SHORT TASK A: In the outline labeling records, change every "instance" to "occurrence" in the part that opens with the line containing "Give the segmentation of every instance of the picture" and runs through the end of the records, leaving everything else as it is. Give back only that part, without the pictures.

SUPPLIED TEXT:
········

What's the best practice for centralised logging? [closed]

https://stackoverflow.com/questions/1737693

20-09-2019
|

Question

My team has inherited support for 100+ applications. The applications don't have any kind of common architecture, so the ones that do logging usually do it with custom code to local files or a local database, and it's all unmanaged. We want to change that.

We're slowly migrating the applications over to using log4net and standardising the types of things that are logged. The next question becomes: where should we send the logs?

I was thinking that it would be good to use a central SQL Server dedicated to receiving all the logs, which would provide easy maintenance (one place for backups/archiving) and provide the future possibility of some data mining and trend analysis.

Is that the best practice for this kind of thing, or is there some dedicated application logging server we should be looking at instead?

Update: I should have been more clear than just casually mentioning log4net and SQL Server: we're a Microsoft house, with most things written in .NET. UNIX solutions are no good for us.

Solution

One world of caution: at 100+ apps in a big shop, with hundreds perhaps thousands of hosts running those apps, steer clear of anything that induces a tight coupling. This pretty much rules out connect directly to SQL Server or any database solution, because your application logging will be dependent on the availability of the log repository.

Availability of the central repository is a little more complicated than just 'if you can't connect, don't log it' because usually the most interesting events occur when there are problems, not when things go smooth. If your logging drops entries exactly when things turn interesting, it will never be trusted to solve incidents and as such will fail to gain traction and support for other stake holders (ie. the application owners).
If you decide that you can implement retention and retry failed log info delivery on your own, you are facing an uphill battle: it is not a trivial task and is much more complex than it sounds, starting from eficient and reliable storage of the retained information and ending with putting in place good retry and inteligent fallback logic.

You also must have an answer to the problems of authentication and security. Large orgs have multiple domains with various trust relations, employees venture in via VPN or Direct Access from home, some applications run unattended, some services are configured to run as local users, some machines are not joined to the domain etc etc. You better have an asnwer to the question how is the logging module of each application, everywhere is deployed, going to authenticate with the central repository (and what situations are going to be unsuported).

Ideally you would use an out-of-the box delivery mechanism for your logging module. MSMQ is probably the most appropiate fit: robust asynchronous reliable delivery (at least to the extent of most use cases), available on every Windows host when is installed (optional). Which is the major pain point, your applications will take a dependency on a non-default OS component.

The central repository storage has to be able to deliver the information requested, perhaps:

the application developers investigating incidents
customer support team investigating a lost transaction reported by a customer complaint
the security org doing forensics
the business managers demanding statistics, trends and aggregated info (BI).

········

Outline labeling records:

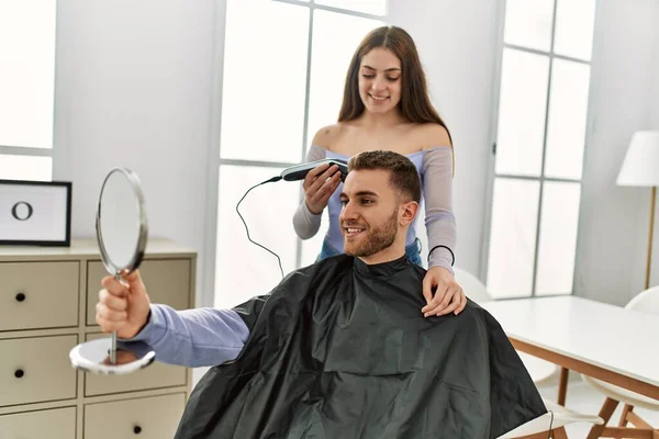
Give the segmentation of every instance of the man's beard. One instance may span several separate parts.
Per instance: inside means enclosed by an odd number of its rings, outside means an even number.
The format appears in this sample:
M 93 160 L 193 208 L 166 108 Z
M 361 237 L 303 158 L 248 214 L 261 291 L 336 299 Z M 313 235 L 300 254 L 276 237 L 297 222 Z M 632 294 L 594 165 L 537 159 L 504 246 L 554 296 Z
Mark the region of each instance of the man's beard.
M 394 210 L 389 219 L 378 228 L 368 232 L 358 243 L 344 240 L 346 255 L 368 257 L 391 247 L 398 234 L 398 210 Z

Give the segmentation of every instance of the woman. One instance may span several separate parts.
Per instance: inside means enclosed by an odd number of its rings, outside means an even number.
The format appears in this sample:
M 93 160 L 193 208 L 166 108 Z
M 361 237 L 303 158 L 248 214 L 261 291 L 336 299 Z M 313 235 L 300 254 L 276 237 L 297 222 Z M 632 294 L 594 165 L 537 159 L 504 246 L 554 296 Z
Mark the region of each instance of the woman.
M 348 67 L 338 122 L 315 134 L 306 160 L 347 160 L 373 149 L 407 156 L 422 177 L 429 243 L 423 283 L 427 305 L 422 312 L 425 316 L 459 314 L 466 297 L 451 269 L 456 246 L 453 143 L 431 103 L 414 41 L 395 26 L 371 31 L 357 47 Z M 304 202 L 293 216 L 295 233 L 309 239 L 319 232 L 322 213 L 328 209 L 330 228 L 319 259 L 343 252 L 339 187 L 336 167 L 315 168 L 304 179 Z M 407 258 L 421 264 L 416 227 L 410 227 L 406 243 Z

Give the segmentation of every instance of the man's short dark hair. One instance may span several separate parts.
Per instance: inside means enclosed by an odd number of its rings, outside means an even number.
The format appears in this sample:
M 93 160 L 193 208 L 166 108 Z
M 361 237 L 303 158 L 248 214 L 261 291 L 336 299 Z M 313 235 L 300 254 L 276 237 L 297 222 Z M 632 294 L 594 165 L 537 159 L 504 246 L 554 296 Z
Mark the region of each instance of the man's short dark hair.
M 348 161 L 348 171 L 383 169 L 390 172 L 389 182 L 405 201 L 421 202 L 421 179 L 407 157 L 386 150 L 360 153 Z

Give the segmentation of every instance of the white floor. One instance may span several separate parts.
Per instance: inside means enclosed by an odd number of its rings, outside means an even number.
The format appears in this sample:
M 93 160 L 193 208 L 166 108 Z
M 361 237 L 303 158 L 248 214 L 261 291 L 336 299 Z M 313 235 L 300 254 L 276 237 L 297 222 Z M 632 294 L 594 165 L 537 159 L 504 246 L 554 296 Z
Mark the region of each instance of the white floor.
M 581 381 L 579 374 L 570 372 L 570 381 L 568 382 L 568 395 L 566 396 L 566 406 L 576 412 L 597 415 L 604 403 L 605 397 L 596 390 Z M 548 381 L 538 386 L 543 397 L 556 401 L 558 396 L 558 378 Z M 608 425 L 617 426 L 621 419 L 623 404 L 619 404 L 615 409 Z M 649 423 L 652 427 L 659 427 L 659 412 L 650 412 L 643 408 L 635 408 L 643 419 Z M 583 439 L 588 436 L 591 426 L 588 424 L 572 424 L 566 427 L 570 439 Z

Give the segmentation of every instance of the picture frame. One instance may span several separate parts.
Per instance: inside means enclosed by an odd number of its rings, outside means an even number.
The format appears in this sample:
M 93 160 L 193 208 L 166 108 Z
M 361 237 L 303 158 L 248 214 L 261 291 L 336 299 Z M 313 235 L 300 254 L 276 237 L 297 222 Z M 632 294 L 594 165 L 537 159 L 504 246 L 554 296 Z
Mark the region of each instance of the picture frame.
M 70 181 L 0 180 L 0 245 L 70 247 Z

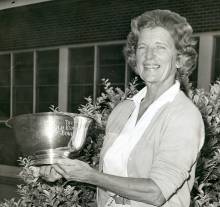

········

SHORT TASK B: In the centralized logging thread, list every party the answer says the central repository storage may have to deliver information to.

FULL OUTPUT A:
Give the segmentation of every occurrence of the picture frame. One occurrence may span several separate parts.
Per occurrence: inside means enclosed by an odd number of its rings, outside means an even number.
The format appears in this sample:
M 93 160 L 193 208 L 166 108 Z
M 361 237 L 303 158 L 248 214 L 261 291 L 336 299 Z M 313 235 L 300 254 L 276 237 L 297 222 Z M 632 294 L 594 165 L 537 159 L 504 246 L 554 296 Z
Mark the region of each occurrence of the picture frame.
M 70 181 L 0 180 L 0 245 L 70 247 Z

FULL OUTPUT B:
- the application developers investigating incidents
- customer support team investigating a lost transaction reported by a customer complaint
- the security org doing forensics
- the business managers demanding statistics, trends and aggregated info (BI)